**Instructions for the task**
In the records below, report every line that contains the word "blue". Case counts.

─── Data to process

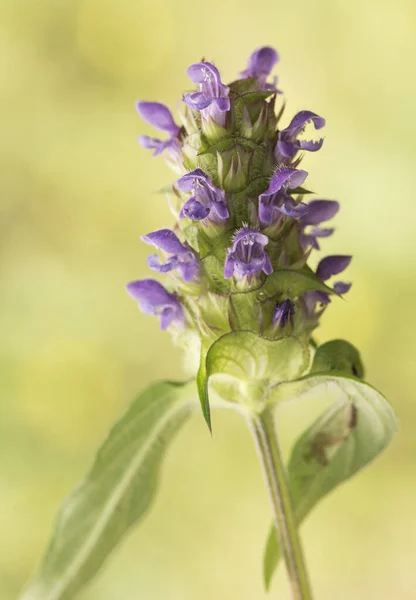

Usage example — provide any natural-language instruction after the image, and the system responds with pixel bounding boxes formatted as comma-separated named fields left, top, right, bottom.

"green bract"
left=22, top=47, right=396, bottom=600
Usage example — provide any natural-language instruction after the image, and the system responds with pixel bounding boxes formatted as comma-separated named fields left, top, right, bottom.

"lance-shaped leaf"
left=21, top=382, right=196, bottom=600
left=263, top=372, right=396, bottom=588
left=198, top=331, right=309, bottom=423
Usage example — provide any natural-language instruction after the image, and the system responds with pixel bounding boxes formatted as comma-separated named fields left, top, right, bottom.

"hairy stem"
left=248, top=411, right=312, bottom=600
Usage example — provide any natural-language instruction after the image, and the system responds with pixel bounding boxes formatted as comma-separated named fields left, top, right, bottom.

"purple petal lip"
left=176, top=169, right=229, bottom=221
left=126, top=279, right=184, bottom=329
left=183, top=62, right=230, bottom=117
left=186, top=62, right=221, bottom=84
left=136, top=101, right=181, bottom=136
left=334, top=281, right=352, bottom=296
left=316, top=255, right=352, bottom=281
left=224, top=227, right=273, bottom=279
left=179, top=198, right=211, bottom=221
left=280, top=110, right=325, bottom=137
left=231, top=227, right=269, bottom=252
left=140, top=229, right=189, bottom=254
left=260, top=167, right=308, bottom=198
left=176, top=169, right=219, bottom=192
left=183, top=92, right=212, bottom=110
left=241, top=46, right=279, bottom=77
left=276, top=110, right=325, bottom=158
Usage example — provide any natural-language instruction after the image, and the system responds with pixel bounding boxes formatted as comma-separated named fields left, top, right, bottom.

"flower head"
left=127, top=279, right=184, bottom=329
left=183, top=62, right=230, bottom=125
left=136, top=101, right=181, bottom=156
left=276, top=110, right=325, bottom=159
left=176, top=169, right=229, bottom=222
left=259, top=167, right=308, bottom=225
left=132, top=46, right=351, bottom=352
left=141, top=229, right=199, bottom=282
left=224, top=227, right=273, bottom=279
left=240, top=46, right=279, bottom=89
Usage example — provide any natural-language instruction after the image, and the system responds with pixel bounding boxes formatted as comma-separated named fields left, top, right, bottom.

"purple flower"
left=276, top=110, right=325, bottom=159
left=299, top=200, right=339, bottom=250
left=259, top=167, right=308, bottom=225
left=272, top=298, right=295, bottom=329
left=316, top=255, right=352, bottom=302
left=176, top=169, right=229, bottom=223
left=224, top=227, right=273, bottom=279
left=303, top=253, right=352, bottom=318
left=136, top=102, right=181, bottom=156
left=316, top=255, right=352, bottom=281
left=127, top=279, right=185, bottom=329
left=183, top=62, right=230, bottom=125
left=141, top=229, right=199, bottom=282
left=240, top=46, right=279, bottom=90
left=302, top=290, right=331, bottom=319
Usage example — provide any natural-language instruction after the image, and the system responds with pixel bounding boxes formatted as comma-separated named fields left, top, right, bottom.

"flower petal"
left=224, top=255, right=234, bottom=279
left=183, top=92, right=212, bottom=110
left=241, top=46, right=279, bottom=77
left=298, top=138, right=324, bottom=152
left=186, top=62, right=222, bottom=84
left=260, top=167, right=308, bottom=198
left=215, top=97, right=231, bottom=112
left=211, top=202, right=230, bottom=219
left=276, top=194, right=308, bottom=219
left=334, top=281, right=352, bottom=296
left=136, top=101, right=181, bottom=136
left=140, top=229, right=189, bottom=254
left=179, top=197, right=211, bottom=221
left=280, top=110, right=325, bottom=137
left=147, top=254, right=179, bottom=273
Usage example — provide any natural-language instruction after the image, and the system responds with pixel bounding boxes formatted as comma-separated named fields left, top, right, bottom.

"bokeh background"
left=0, top=0, right=416, bottom=600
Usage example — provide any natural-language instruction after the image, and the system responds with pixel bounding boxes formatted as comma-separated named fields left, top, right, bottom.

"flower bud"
left=128, top=47, right=351, bottom=376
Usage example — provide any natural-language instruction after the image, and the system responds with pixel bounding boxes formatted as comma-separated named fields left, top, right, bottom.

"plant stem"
left=248, top=411, right=312, bottom=600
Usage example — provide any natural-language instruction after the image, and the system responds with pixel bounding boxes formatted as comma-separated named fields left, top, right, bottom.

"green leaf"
left=21, top=382, right=195, bottom=600
left=198, top=331, right=309, bottom=412
left=196, top=340, right=212, bottom=433
left=311, top=340, right=364, bottom=379
left=257, top=269, right=334, bottom=301
left=263, top=374, right=396, bottom=588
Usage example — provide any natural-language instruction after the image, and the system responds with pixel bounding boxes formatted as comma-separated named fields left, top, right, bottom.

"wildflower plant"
left=22, top=47, right=396, bottom=600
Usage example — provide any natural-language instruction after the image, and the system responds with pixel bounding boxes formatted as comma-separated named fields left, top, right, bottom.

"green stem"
left=248, top=411, right=312, bottom=600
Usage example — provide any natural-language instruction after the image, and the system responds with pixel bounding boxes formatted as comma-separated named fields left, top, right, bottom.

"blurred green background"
left=0, top=0, right=416, bottom=600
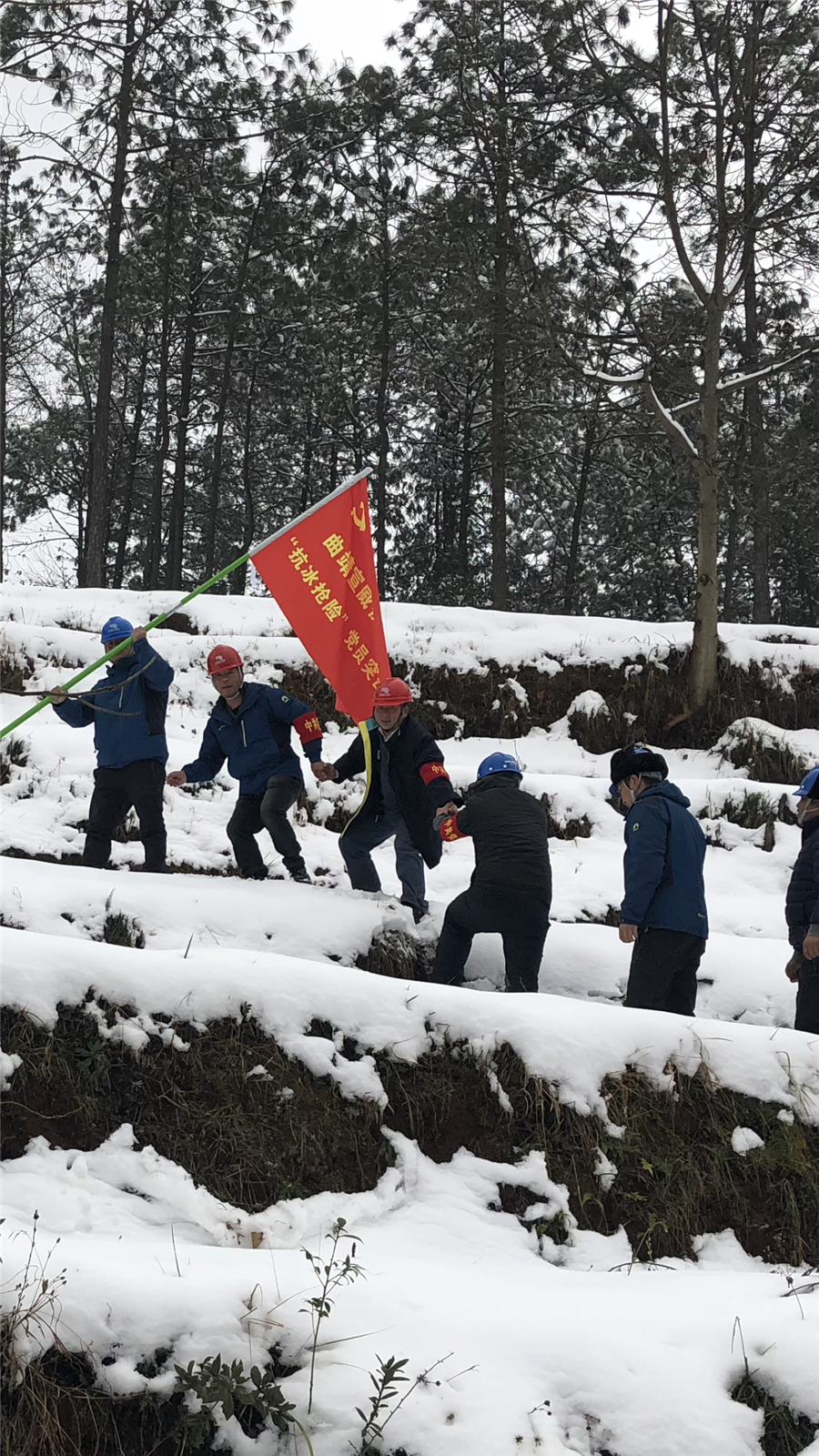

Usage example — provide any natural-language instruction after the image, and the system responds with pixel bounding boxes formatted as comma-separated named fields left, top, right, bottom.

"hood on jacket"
left=628, top=779, right=691, bottom=814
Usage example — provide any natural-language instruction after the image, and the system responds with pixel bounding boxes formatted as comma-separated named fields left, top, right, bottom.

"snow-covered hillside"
left=2, top=588, right=819, bottom=1456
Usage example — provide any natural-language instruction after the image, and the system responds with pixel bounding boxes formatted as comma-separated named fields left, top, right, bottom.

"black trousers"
left=625, top=926, right=705, bottom=1016
left=433, top=885, right=550, bottom=992
left=794, top=958, right=819, bottom=1036
left=228, top=774, right=306, bottom=879
left=83, top=759, right=167, bottom=874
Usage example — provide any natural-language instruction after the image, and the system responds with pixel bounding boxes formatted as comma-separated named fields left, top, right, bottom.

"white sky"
left=288, top=0, right=401, bottom=70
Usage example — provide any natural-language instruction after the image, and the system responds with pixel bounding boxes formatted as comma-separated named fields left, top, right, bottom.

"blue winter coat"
left=785, top=820, right=819, bottom=964
left=620, top=781, right=708, bottom=936
left=184, top=682, right=322, bottom=796
left=53, top=638, right=174, bottom=769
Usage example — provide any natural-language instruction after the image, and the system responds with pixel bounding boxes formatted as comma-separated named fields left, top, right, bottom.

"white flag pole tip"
left=248, top=461, right=376, bottom=556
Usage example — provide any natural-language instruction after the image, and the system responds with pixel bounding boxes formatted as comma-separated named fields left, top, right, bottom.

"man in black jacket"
left=433, top=753, right=552, bottom=992
left=785, top=766, right=819, bottom=1036
left=317, top=677, right=460, bottom=923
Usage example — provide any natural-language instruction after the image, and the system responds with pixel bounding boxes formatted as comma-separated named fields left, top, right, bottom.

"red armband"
left=439, top=814, right=470, bottom=840
left=293, top=712, right=322, bottom=743
left=419, top=763, right=449, bottom=784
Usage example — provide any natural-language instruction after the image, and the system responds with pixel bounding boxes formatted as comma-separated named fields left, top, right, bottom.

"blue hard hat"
left=99, top=617, right=134, bottom=646
left=478, top=753, right=523, bottom=779
left=793, top=764, right=819, bottom=799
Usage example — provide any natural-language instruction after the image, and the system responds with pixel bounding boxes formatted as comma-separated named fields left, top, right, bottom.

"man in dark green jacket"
left=317, top=677, right=460, bottom=923
left=49, top=617, right=174, bottom=874
left=609, top=744, right=708, bottom=1016
left=433, top=753, right=552, bottom=992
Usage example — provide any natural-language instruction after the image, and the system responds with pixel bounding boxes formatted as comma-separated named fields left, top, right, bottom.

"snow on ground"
left=0, top=587, right=819, bottom=1456
left=3, top=585, right=819, bottom=680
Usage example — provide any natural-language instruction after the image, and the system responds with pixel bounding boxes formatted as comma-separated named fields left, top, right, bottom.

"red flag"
left=250, top=470, right=390, bottom=723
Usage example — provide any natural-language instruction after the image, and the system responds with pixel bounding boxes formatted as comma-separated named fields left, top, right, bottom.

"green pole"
left=0, top=548, right=257, bottom=740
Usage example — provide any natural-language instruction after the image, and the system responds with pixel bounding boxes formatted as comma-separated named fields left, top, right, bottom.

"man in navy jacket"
left=51, top=617, right=174, bottom=874
left=167, top=646, right=322, bottom=885
left=609, top=745, right=708, bottom=1016
left=317, top=677, right=460, bottom=923
left=785, top=766, right=819, bottom=1036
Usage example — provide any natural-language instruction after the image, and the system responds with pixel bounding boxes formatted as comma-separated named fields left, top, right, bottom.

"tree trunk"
left=165, top=253, right=203, bottom=592
left=83, top=0, right=136, bottom=587
left=562, top=389, right=601, bottom=616
left=301, top=389, right=313, bottom=511
left=143, top=140, right=175, bottom=592
left=228, top=359, right=259, bottom=597
left=458, top=384, right=475, bottom=606
left=376, top=160, right=392, bottom=597
left=204, top=173, right=268, bottom=577
left=0, top=156, right=12, bottom=581
left=688, top=304, right=723, bottom=713
left=112, top=329, right=148, bottom=587
left=491, top=180, right=509, bottom=612
left=491, top=15, right=509, bottom=612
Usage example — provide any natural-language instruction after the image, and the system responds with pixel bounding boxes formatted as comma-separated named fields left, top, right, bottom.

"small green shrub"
left=0, top=733, right=29, bottom=784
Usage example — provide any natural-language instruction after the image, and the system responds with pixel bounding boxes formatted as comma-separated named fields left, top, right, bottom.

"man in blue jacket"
left=785, top=764, right=819, bottom=1036
left=167, top=646, right=322, bottom=885
left=609, top=745, right=708, bottom=1016
left=51, top=617, right=174, bottom=874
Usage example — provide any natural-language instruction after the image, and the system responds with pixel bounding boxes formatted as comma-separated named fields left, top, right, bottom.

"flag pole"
left=0, top=548, right=255, bottom=741
left=0, top=464, right=373, bottom=741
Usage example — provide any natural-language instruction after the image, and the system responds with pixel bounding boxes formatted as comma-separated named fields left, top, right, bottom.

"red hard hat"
left=373, top=677, right=412, bottom=708
left=207, top=646, right=245, bottom=677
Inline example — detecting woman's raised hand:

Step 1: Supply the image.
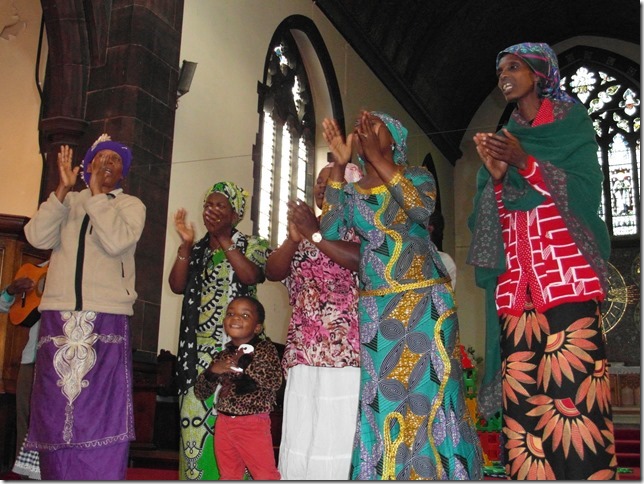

──────

**The completed task**
"blue winter coat"
"blue hard hat"
"man in blue jacket"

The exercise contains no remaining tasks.